## [EXERCISE PROMPT]
Continue the Poillon v. Martin court opinion from the point where it stops.

## [SOURCE EXCERPT]
Poillon v. Martin

The Assistant Vice-Chancellor.

For two or three years prior to February, 1840, the complainant was a client of the defendant Williams, in a heavy litigated suit in this court, against two of his sons, which continued until some time after the transactions in question. Mr. Williams was both the counsel and the solicitor in the suit in February, 1840, and had been the counsel of the complainant from its outset. During the same period he had conducted other suits for the complainant, who was in Mr. W.’s office frequently, almost daily. The defendant Martin, was a law student nearly entitled to his examination for admission, and was the managing clerk in Mr. Williams’ office. He was thus brought into a familiar and almost daily intercourse with the complainant, in relation to his matters of law. In September or October, 1839, the complainant brought the bond and mortgage in question into Mr. W.’s office for foreclosure. Mr. W. filed a foreclosure bill, but the suit was settled and discontinued in November, on the arrears of interest being paid. The balance of the testimony is, that the complainant took the bond and mortgage away from the office.

In February, 1840, Martin who by the foreclosure proceedings became acquainted with the bond and mortgage and its ownership, proposed to buy it of the complainant for $1500 in post notes of the Farmer’s Bank of Seneca county. The latter accepted the offer after a day or two, and assigned the securities to Martin. All this took place in Mr. Williams’ office. The Farmer’s Bank, as it turned out, was a bubble, and the post notes worthless. They were engraved with a vignette, and other enticing externals, such as are used on bank notes issued for. circulation. At that time they were of doubtful *571character, both in legality and responsibility; and could not have been negotiated in ordinary business transactions, even at the discount at which they were paid for the bond and mortgage. A few days after the transfer, Martin proposed to Mr. W. to buy the bond and mortgage. He advised Martin to re-exchange them with the complainant, as the latter was eccentric and might give Martin trouble. Martin offered to the complainant to return them and receive the post notes, but the offer was refused. Mr. W. then purchased the bond and mortgage of Martin for $900. This was within about ten days after Martin’s purchase. It is not proved whether or not he paid Martin the consideration. In the mean time, the complainant had asked Williams whether the post notes were good, and was told that they might or might not be good; some thought they were good and some thought not; he did not know much about them; It does not appear that W. had any information other than this, on the subject.

## [SOURCE MATERIAL]

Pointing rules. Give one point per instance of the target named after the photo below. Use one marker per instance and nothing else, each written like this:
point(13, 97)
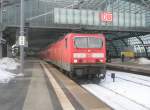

## [ANSWER FOR THE TASK]
He placed the bond and mortgage in the hands of G. W. Browne, and procured the complainant to assign them directly to Browne, as of the date of the assignment made to Martin, cancelling the latter. Williams in July 1840, sold the bond and mortgage to the defendant Jacobson, who paid him the amount of it in cash, without knowing of the circumstances above stated, and Browne thereupon transferred them to Jacobson.

These are the prominent features of this case. There are other facts which I may notice hereafter.

First. The first inquiry is in reference to the transaction between Martin and the complainant.

I think that if Martin were to be regarded as the solicitor or attorney, the case would not fall within the rule applicable to purchases by attorneys of the subject matter of the litigation from their clients, in hac re, as it is expressed. Of this character were the cases of Jones v. Thomas, (2 Younge & Collyer, 519;) Howell v. Ransom, (1 N. Y. Legal Observer, 10, before Assistant Vice-Chancellor Hoffman;) and Merritt v. Lambert, before the Chancellor, October 17, 1843.(a)

*572But it is a great principle of this court, that he who bargains in a matter of advantage with a person placing confidence in him, is bound to show that a reasonable use has been made of that confidence; and this principle applies to attorneys, trustees or any one else. (Per Lord Eldon in Gibson v. Jeyes, 6 Ves. 278; where he applied it to the case of an attorney.) He further says that an attorney can never support a purchase' from his client, unless he can prove that his diligence to do the best for the seller, has been as great as if he was only an attorney dealing for that seller with a stranger. And without any fraud or incapacity existing, if it appears that in the bargain he has got an advantage by his diligence being surprised, which advantage he would with due diligence have prevented another person from obtaining, a contract under such circumstances shall not stand. (Ibid. 271.)

In Champion v. Rigby, (1 Russ. & Mylne, 539,) Sir John Leach, Master of the Rolls, said that a solicitor in such a case was bound to prove that he had paid that price which in the exercise of his professional duty, he would have advised his client to accept from a third person. And in Edwards v. Meyrick, (2 Hare’s Rep. 60, and S. C. 6 Lond. Jur. Rep. 924,) the same principle was declared by Sir James Wigram, vice-chancellor ; and that the court throws on the attorney the onus of proving that every thing connected with the transaction was fair.

In Carter v. Palmer, (8 Clark & Fin. 657,) C. had been the counsel and confidential adviser of P. for ten years prior to 1831; when that relationship ceased. During several years of the time, he had advised and participated from time to time in attempts made by P. to compromise large claims of M. against him, and C. had become familiar with those claims and the means and expectations of P. In 1833, C. bought the claims of M. for about one third of their amount. It was held that he was disabled from buying them for his own benefit without his client’s permission; that the disability continued, as long as the reasons on which it was founded continued to operate; and that he was entitled to claim from P. only the sum which he paid, with interest thereon. (And see Bulkley v. Wilford, 2 Cl. & Fin. 102. 177. 183.)

*573These principles apply to Mr. Williams as well as to Martin. I state them now to avoid repetition.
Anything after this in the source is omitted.